[Data excerpts]
Start of Block
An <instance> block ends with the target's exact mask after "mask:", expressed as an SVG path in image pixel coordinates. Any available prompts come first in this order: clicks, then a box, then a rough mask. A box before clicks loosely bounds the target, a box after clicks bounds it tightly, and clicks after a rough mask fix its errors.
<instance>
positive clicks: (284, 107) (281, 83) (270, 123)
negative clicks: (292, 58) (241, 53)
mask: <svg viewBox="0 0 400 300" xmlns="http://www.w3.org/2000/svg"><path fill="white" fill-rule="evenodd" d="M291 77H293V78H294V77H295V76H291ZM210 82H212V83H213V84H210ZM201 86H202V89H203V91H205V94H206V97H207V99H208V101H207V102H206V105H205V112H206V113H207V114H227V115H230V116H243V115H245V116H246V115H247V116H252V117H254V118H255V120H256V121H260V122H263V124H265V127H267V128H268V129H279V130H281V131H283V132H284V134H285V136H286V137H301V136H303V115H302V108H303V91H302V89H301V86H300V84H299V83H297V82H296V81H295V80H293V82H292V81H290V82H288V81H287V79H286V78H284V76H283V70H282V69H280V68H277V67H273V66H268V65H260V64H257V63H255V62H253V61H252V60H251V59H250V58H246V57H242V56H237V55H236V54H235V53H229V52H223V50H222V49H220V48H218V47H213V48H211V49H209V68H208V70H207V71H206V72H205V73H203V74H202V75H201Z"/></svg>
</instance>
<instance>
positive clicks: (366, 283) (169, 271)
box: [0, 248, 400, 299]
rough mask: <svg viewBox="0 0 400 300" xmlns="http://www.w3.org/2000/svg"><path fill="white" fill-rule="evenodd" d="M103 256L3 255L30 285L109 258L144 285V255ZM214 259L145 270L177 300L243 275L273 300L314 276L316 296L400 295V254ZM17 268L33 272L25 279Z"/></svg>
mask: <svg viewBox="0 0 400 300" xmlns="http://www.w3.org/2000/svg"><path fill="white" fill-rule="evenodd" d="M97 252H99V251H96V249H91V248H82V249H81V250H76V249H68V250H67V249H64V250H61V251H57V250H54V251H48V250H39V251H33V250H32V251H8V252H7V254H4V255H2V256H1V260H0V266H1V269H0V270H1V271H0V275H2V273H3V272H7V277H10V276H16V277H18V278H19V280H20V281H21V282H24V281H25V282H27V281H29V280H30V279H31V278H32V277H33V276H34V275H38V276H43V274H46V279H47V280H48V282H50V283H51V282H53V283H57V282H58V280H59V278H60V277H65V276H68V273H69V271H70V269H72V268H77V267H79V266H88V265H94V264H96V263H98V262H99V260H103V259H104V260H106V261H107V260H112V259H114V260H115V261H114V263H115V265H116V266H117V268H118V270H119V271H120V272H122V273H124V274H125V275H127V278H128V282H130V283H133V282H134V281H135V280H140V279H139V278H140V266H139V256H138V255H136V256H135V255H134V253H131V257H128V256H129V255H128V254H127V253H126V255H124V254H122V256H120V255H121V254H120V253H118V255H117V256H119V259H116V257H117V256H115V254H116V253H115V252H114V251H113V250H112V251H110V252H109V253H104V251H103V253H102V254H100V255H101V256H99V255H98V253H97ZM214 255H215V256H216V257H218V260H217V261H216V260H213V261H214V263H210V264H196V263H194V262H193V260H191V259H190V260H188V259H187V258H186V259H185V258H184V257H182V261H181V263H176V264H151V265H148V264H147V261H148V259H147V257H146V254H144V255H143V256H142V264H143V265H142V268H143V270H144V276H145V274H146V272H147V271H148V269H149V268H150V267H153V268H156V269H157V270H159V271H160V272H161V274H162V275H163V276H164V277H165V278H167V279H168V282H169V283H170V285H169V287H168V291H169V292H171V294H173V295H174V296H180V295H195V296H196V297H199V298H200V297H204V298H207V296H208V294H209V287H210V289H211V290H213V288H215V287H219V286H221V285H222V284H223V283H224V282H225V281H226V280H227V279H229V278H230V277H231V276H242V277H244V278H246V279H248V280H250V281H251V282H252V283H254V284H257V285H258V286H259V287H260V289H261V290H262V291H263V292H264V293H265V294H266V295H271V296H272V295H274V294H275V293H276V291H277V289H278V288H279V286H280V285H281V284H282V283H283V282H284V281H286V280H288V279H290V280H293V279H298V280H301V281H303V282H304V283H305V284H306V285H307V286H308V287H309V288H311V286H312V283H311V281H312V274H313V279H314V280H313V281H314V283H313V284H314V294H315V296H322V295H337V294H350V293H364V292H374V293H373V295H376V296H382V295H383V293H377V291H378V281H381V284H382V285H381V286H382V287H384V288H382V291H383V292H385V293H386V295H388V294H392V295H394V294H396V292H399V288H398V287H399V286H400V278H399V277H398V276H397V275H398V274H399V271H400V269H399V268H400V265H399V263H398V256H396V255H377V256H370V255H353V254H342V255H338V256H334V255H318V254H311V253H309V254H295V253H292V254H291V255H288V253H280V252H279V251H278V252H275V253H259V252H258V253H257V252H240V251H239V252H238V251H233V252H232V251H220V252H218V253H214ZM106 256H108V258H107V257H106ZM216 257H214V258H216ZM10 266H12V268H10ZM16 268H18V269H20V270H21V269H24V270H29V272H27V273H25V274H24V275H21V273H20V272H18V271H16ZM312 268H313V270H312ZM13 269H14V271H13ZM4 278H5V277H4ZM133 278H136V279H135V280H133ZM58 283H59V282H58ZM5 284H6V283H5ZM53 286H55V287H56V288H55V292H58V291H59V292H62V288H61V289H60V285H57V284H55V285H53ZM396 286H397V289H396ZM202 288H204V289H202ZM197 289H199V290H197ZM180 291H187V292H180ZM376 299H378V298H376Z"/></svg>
End of Block
• YOUR GOAL:
From the records above, pull every line that carries the word "positive".

• EXERCISE RESULT:
positive clicks: (284, 107) (281, 83) (270, 123)
positive clicks: (366, 283) (169, 271)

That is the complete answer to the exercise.